• _Instructions for the task_
Pick out each line below that contains the word "blue", and copy those lines over without changes.

-- START OF Raw data --

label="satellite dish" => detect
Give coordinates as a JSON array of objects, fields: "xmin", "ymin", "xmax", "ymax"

-- END OF Raw data --
-- START OF Raw data --

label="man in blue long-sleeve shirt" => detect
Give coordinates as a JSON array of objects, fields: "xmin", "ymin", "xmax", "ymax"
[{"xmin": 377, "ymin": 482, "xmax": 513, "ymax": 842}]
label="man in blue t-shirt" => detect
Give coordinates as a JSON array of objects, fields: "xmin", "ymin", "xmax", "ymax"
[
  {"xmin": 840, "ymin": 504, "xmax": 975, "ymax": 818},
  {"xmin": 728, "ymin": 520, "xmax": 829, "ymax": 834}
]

-- END OF Raw data --
-- START OF Raw data --

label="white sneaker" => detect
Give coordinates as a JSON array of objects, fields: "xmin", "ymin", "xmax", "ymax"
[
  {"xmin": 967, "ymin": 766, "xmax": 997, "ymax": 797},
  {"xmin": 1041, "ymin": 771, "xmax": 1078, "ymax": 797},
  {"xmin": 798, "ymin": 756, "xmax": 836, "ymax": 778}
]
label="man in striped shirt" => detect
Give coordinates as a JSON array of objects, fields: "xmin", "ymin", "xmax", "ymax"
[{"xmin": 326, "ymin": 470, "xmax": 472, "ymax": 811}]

-- END OF Raw data --

• _Output_
label="man in blue long-sleeve shirt" => detect
label="man in blue t-shirt" => detect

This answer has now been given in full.